• Exercise
In the Venture Comics D-Listers text below, list every age named in the bulleted posting schedule.

• Source passage
□ □ □ □ □ □ □

The History of Venture Comics!

D-Listers . We know them (occasionally.) We love them (rarely.) We consider them amazing trivia references for deep cut fans to goof around about. And while the current state of Venture Comics includes all of its successes, we haven’t delved into the failures.

This project is going to examine Venture Comics’ most semi-popular deep cuts, a selection of heroes and villains who just never made it. Some of them were too derivative, some were too weird, others just kept almost making it before sinking into obscurity.

So, how’s this going to work?

The Criteria

In order to write D-Listers, I need to define them. The rules of D-Listers are as follows:

  1. A D-List hero has to have managed at least twelve issues as a main character, and have gotten no more than thirty-six across all of Venture Comics. It’s okay if they’ve made minor or supporting roles elsewhere; people love to reference deep cuts, after all. So heroes who were in two issues of Venture into the Unknown in the 1960s do not count, and neither do people like the Remnants, who despite their relatively short run managed a TV show and are effectively C-Listers of the Venture world.
  2. A D-List villain has to have had six or fewer major storylines, regardless of whether those storylines were one issue or a full trade paperback. Like the heroes, they can have made small appearances all over the place.
  3. Neither a D-List hero nor a D-list villain can have gotten a successful reboot as a different character later, either in a new role, as a legacy character, or by flipping from hero to villain (or vice versa). The Silver Age Shadowspear would have been a D-lister, but her Iron Age incarnation pushed her into prominence and would bar her from this list.
  4. When I write a team of D-Listers, I will only be writing up the most ‘successful’ member of the team, with the other members relegated to the summary writeup. There may be one exception to this in the Plutonium Age: I haven’t decided just how many hero slots I’m willing to give to really underscoring the Champions of Freedom yet.

The Process

I’m planning to write twenty D-List heroes, and twenty-eight D-List villains. I will updating four times a week rather than five, working my way chronologically through Venture Comics rather than doing all heroes and then all villains. The numbers by age will be:

  • Golden Age: Two weeks (four heroes and four villains)
  • Silver Age: Two weeks (four heroes and four villains)
  • Bronze Age: Two weeks (three heroes and five villains)
  • Iron Age: Three weeks (four heroes and eight villains)

□ □ □ □ □ □ □

• Stored data
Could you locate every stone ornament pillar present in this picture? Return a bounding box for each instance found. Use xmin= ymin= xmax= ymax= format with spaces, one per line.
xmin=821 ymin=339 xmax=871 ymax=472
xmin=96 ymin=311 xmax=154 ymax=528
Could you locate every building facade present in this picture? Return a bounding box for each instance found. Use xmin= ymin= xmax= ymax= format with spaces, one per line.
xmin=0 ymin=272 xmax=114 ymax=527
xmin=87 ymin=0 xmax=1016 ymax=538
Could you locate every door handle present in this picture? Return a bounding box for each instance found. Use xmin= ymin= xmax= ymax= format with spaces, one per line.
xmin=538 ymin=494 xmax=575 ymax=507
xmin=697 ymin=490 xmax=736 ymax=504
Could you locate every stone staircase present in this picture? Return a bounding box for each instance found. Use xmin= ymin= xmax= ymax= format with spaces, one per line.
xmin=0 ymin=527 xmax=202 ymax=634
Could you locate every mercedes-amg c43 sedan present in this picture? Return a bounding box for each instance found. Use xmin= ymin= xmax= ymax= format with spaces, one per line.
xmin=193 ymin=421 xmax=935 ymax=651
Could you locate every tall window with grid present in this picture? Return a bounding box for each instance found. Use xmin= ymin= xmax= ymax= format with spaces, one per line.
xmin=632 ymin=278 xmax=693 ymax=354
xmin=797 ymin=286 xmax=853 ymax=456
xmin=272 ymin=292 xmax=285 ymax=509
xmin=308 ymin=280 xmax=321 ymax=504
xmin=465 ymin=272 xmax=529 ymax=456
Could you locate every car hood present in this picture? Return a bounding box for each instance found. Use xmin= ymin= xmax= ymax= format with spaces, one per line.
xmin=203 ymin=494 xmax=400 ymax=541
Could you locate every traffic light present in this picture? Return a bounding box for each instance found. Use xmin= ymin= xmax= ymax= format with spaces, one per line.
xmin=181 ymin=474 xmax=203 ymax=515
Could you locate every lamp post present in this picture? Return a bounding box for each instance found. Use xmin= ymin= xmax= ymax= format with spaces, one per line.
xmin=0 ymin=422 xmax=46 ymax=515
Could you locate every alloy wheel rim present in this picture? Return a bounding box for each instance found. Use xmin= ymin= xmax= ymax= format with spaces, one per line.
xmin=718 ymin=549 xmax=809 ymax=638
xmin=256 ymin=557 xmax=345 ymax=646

□ □ □ □ □ □ □

• Written solution
Golden Age, Silver Age, Bronze Age, Iron Age